▶ [Written exercise]: Find every line in the material below that contains the string "wooden", matching case exactly, and copy each of those lines.

▶ [Rows]:

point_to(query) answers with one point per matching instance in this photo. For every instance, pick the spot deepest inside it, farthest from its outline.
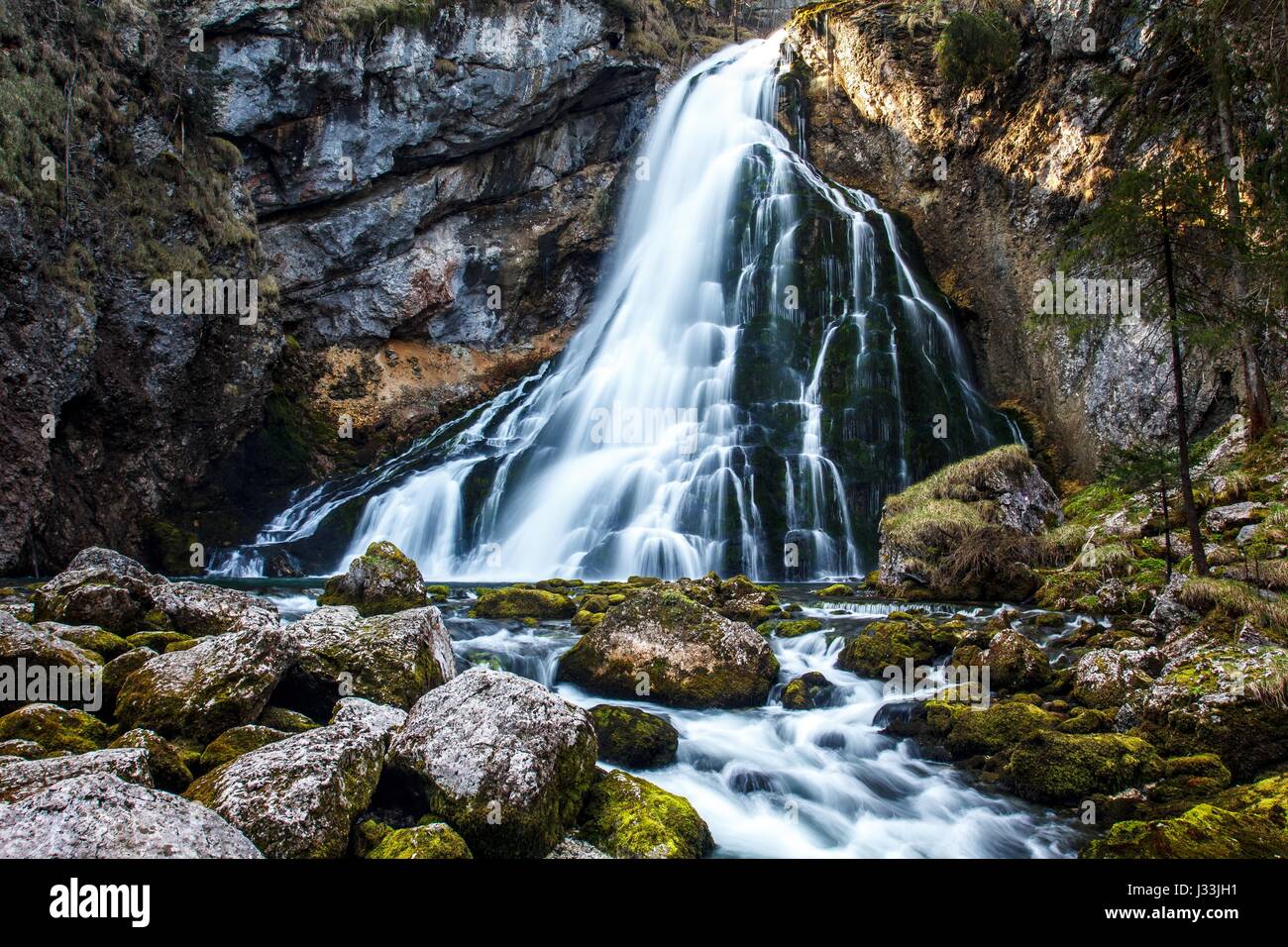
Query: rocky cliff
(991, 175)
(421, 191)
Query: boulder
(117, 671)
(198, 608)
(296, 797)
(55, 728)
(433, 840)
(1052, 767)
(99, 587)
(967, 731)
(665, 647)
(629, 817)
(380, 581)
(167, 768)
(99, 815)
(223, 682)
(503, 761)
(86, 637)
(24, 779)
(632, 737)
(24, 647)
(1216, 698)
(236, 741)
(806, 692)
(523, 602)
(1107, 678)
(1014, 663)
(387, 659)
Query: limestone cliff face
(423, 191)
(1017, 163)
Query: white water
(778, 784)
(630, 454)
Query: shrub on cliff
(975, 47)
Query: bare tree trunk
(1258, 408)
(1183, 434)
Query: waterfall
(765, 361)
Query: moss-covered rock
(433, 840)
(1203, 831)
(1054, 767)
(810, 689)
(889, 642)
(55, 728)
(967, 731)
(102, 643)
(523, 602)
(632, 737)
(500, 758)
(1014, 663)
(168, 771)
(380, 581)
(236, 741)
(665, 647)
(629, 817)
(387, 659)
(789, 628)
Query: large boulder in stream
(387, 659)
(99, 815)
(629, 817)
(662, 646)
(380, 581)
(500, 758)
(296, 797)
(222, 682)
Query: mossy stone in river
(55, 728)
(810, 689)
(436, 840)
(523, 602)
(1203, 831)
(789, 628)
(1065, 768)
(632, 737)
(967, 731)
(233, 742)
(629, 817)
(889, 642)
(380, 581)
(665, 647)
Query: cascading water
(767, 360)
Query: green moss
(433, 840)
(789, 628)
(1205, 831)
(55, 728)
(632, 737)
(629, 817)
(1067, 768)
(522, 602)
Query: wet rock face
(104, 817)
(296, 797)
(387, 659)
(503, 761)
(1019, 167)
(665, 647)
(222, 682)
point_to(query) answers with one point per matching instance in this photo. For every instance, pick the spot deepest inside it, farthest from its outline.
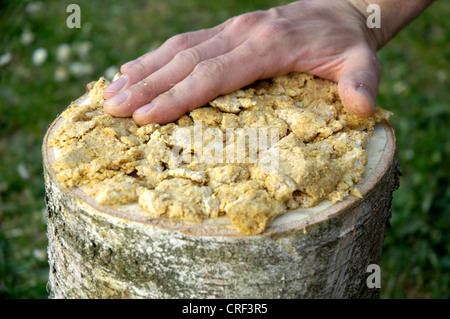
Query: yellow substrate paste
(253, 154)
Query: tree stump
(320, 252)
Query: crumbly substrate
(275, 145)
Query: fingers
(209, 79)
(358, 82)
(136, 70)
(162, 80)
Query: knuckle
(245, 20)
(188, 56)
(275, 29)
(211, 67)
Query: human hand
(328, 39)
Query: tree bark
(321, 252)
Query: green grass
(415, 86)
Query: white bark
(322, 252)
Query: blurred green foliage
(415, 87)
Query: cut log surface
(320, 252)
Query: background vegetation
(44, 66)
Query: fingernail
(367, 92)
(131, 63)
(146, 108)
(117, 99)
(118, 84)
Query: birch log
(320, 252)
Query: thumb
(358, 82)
--
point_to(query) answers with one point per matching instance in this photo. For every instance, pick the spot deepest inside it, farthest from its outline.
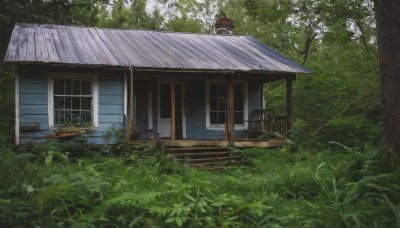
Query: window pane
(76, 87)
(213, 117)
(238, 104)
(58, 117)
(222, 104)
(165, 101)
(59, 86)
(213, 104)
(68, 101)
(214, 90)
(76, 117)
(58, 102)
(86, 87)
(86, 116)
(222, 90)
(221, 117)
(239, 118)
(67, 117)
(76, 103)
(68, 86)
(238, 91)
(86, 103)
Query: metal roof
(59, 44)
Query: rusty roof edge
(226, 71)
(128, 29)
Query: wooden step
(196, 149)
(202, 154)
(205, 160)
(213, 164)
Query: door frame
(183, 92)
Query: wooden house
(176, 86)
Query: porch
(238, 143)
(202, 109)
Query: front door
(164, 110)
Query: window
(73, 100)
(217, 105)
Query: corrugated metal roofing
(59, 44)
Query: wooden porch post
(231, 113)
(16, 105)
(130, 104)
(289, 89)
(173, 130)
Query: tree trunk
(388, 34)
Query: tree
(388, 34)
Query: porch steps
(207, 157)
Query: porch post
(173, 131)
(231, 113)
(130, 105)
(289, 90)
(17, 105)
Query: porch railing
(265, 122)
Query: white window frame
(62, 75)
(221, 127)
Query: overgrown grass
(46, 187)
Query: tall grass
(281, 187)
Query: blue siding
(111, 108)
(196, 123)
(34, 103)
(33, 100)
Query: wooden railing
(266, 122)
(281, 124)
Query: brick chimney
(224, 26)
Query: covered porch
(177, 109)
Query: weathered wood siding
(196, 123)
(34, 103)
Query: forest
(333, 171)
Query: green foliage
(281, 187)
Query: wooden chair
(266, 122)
...
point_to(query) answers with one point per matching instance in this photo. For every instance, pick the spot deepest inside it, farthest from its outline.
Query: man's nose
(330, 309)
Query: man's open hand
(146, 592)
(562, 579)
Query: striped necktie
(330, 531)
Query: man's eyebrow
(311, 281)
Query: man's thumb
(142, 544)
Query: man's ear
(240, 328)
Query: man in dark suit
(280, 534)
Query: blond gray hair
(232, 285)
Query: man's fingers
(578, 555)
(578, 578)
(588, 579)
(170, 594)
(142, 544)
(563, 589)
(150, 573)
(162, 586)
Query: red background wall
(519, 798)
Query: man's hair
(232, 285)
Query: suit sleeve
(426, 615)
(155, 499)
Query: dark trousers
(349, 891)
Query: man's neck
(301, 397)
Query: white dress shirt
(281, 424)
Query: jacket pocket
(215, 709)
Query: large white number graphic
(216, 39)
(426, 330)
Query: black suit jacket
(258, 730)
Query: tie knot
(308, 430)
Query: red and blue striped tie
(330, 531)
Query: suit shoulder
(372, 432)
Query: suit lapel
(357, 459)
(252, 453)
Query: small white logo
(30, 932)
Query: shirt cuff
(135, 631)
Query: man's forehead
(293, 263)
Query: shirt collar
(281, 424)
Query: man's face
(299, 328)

▶ [Solution for this exercise]:
Query: wooden step
Query: wooden house
Query: wooden porch post
Query: wooden railing
Query: wooden chair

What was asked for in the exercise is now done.